Gestellte Aufgaben
- A) Schreiben Sie aus dem Text über Kartoffelkombinat und Instantespresso den Abschnitt wortgetreu ab, der mit den Worten „Kaffee-Notsituationen empfinde ich“ beginnt und mit „Laden mehr aufhat.“ endet.
- B) Erläutern Sie anhand des Textes über Kartoffelkombinat und Instantespresso, warum der Name des Kartoffelkombinats als verwirrend empfunden wird.
- C) Führen Sie den Text über Kartoffelkombinat und Instantespresso im Anschluss an seinen letzten Satz fort.

Vorgegebener Text
= = =

Das Kartoffelkombinat gefällt mir immer wieder. Nur den Namen finde ich verwirrend. Nicht wegen dem Kombinat, sondern wegen der Kartoffel. Dann denkt der Laie vielleicht, dass es da nur zehn Sorten Kartoffeln gibt.
Kaffee-Notsituationen empfinde ich als so schlimm, dass ich dann vorübergehend mit Instantespresso und heißem Wasser (aus dem Bad oder Wasserkocher) improvisiere. Zu meiner Überraschung gibt es inzwischen ein paar wenige Espresso-Instantpulver, die sogar sehr ähnlich wie Kaffee schmecken. Das sind so schmale Tütchen von italienischen Herstellern und sogar von der deutschen Marke, für die immer Karin Sommer geworben hat (deren Filter-Kaffeepulver ich nie kaufen würde), gibt es Instant-Espresso in Tütchen, der mit den italienischen zu meiner größten Überraschung mithalten kann. Das normale Kaffeepulver schmeckt aber weiterhin von allen Herstellern im Ergebnis wie Abspülwasser. Ist natürlich auch nur für vorübergehende Notfälle gedacht. Wenn man zum Beispiel am Abend in einer Ferienwohnung ankommt und kein Laden mehr aufhat.

= = =

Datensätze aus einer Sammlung
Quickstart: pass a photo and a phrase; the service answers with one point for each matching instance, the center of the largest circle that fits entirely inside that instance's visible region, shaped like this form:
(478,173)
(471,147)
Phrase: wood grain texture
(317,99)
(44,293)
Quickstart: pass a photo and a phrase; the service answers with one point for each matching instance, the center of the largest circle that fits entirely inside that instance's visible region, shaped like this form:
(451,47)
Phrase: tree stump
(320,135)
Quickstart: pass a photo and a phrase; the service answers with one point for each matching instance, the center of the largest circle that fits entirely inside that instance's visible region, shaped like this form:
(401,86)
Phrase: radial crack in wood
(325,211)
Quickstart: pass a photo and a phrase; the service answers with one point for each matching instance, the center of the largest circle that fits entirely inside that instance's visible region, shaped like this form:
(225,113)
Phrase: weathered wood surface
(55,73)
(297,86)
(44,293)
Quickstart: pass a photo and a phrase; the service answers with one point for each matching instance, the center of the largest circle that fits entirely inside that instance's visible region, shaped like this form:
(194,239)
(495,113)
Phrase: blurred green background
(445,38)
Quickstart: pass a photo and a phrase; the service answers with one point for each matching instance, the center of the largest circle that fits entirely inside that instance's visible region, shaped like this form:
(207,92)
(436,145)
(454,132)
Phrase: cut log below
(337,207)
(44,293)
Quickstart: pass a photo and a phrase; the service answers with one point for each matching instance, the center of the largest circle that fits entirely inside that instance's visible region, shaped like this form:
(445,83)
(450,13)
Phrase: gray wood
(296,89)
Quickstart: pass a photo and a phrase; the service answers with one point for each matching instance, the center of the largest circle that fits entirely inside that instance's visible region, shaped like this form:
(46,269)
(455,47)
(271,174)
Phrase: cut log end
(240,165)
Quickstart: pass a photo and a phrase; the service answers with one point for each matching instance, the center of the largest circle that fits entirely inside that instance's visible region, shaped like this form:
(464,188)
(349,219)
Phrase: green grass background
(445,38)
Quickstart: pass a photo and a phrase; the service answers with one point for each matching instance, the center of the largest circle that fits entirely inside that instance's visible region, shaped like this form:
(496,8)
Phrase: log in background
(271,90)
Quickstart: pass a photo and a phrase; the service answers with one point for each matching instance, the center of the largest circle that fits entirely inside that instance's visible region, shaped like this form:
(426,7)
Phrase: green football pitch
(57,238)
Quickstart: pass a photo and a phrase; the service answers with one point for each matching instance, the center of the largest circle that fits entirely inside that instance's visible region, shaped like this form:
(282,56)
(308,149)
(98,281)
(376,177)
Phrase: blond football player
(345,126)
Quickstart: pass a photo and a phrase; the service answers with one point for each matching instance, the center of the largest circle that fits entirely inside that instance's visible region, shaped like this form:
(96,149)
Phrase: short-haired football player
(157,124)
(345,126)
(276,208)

= = =

Lösungen der Übung
- A)
Kaffee-Notsituationen empfinde ich als so schlimm, dass ich dann vorübergehend mit Instantespresso und heißem Wasser (aus dem Bad oder Wasserkocher) improvisiere. Zu meiner Überraschung gibt es inzwischen ein paar wenige Espresso-Instantpulver, die sogar sehr ähnlich wie Kaffee schmecken. Das sind so schmale Tütchen von italienischen Herstellern und sogar von der deutschen Marke, für die immer Karin Sommer geworben hat (deren Filter-Kaffeepulver ich nie kaufen würde), gibt es Instant-Espresso in Tütchen, der mit den italienischen zu meiner größten Überraschung mithalten kann. Das normale Kaffeepulver schmeckt aber weiterhin von allen Herstellern im Ergebnis wie Abspülwasser. Ist natürlich auch nur für vorübergehende Notfälle gedacht. Wenn man zum Beispiel am Abend in einer Ferienwohnung ankommt und kein Laden mehr aufhat.

- B) Verwirrend ist nicht das Wort „Kombinat“, sondern das Wort „Kartoffel“. Ein Laie könnte bei diesem Namen denken, dass es dort nur zehn Sorten Kartoffeln gibt.

- C)
P.S. das Notfall-Espressopulver gibt es natürlich auch umweltfreundlicher im Glas, aber wenn ich so eine Notration für unterwegs brauche, sind die Portionstütchen bedeutend leichter im Reisegepäck.
21. September 2014 um 13:10
Das Ergebnis der hilfreichen Twitter-Aktion, Sie landhaustauglich auszustatten, wollen Sie uns doch hoffentlich nicht vorenthalten, oder?
Beim Kölner Treff mit Bettina Böttinger hörte ich vom Schauspieler Dietmar Bär, dass seine Frau sich für den ersten Besuch des Oktoberfestes ein Dirndl schneidern ließ aus afrikanischen Stoffen. Das ist doch mal eine schöne Verbindung von länderübergreifender traditioneller Bekleidung und dem dress code ist auch Genüge getan.
Darf ich sagen, dass ich mich für Ihre Mutter freue, dass Sie sich ihr zu Ehren auf humorvolle Weise überwinden können?
21. September 2014 um 13:59
Die Firma mit den afrikanischen Dirndln, Trulla, heißt Noh Nee. Dirndloide Mode ist hierzulande selbstverständlich schon länger ein eigener Wirtschaftszweig im Wettkampf um Originalität. Und hat ja keiner gesagt, dass das Landhaus nicht auch in Schwarzafrika stehen kann.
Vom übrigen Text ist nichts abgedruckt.